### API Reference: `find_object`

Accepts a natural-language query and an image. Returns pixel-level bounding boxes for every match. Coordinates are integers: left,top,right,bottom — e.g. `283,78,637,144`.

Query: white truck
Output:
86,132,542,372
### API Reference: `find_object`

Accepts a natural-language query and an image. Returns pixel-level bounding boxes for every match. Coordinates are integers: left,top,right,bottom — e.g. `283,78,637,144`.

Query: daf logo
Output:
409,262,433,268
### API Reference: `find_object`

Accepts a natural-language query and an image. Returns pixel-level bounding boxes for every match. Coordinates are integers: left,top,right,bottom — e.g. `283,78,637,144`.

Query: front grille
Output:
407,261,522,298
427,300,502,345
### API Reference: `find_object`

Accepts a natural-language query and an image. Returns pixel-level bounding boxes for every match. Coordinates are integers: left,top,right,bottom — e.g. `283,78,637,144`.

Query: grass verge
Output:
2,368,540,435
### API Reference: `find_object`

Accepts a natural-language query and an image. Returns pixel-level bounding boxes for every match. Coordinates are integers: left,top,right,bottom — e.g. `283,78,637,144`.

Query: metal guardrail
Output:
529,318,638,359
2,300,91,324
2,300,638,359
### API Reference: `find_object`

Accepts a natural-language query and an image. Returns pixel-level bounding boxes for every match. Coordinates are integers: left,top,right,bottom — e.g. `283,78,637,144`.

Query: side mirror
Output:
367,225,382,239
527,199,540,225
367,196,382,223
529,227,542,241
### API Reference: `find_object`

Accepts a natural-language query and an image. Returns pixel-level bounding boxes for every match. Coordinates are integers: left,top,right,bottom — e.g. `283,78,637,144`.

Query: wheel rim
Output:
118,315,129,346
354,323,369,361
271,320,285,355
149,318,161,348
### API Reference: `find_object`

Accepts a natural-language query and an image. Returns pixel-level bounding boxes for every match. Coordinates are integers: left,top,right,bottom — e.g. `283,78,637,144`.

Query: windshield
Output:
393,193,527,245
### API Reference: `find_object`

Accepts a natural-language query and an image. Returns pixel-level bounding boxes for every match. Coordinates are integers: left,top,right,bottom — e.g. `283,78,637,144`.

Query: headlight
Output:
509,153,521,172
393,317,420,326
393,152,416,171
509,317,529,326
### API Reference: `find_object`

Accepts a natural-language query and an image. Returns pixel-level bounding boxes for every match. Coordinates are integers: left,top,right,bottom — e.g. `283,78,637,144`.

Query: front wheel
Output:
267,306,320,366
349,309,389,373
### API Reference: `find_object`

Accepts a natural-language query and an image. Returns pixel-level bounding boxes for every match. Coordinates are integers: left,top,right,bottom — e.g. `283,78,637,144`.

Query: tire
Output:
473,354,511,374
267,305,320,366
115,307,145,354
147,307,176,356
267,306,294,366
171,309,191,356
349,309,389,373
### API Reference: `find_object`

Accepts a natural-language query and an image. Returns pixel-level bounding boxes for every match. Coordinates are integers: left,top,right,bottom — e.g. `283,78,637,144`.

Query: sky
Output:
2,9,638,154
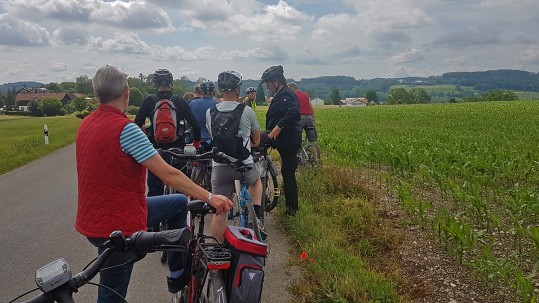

# [THE PROBLEM]
Scale the records above from their first line through the line that contains "427,300,502,345", both ends included. Rewrite every line, requests included, and multiply only the bounding-box coordinates in the answers by 0.85, rounding each to a whole number with halves rounded up. Leave the numbers in the requests and in their format samples unchanged.

# [EXERCISE RESPONSE]
### API Reference: `find_object`

Accepts a natural-language query and an image. Returns pixel-level bounding boxes for every match. Coordinates are integers: left,top,right,bottom — e.g. `283,78,637,144`.

Query: white truck
Output:
73,112,461,316
### API Reference: `find_object`

Accepts a natural-language query and an image. Returns pixel-level bounding boxes for every match. Coordinates are integers: left,top,right,bottom — e.g. `283,78,637,144`.

Query: daf logo
Output:
348,223,368,228
### API Reference: `find_object`

Accepts a natural-language query and an image. Returns pixel-level bounding boxes for every match. Coordinates are integers: left,top,right,bottom — e.g. `283,78,637,144`.

Query: front grille
Output:
346,222,444,253
363,255,427,293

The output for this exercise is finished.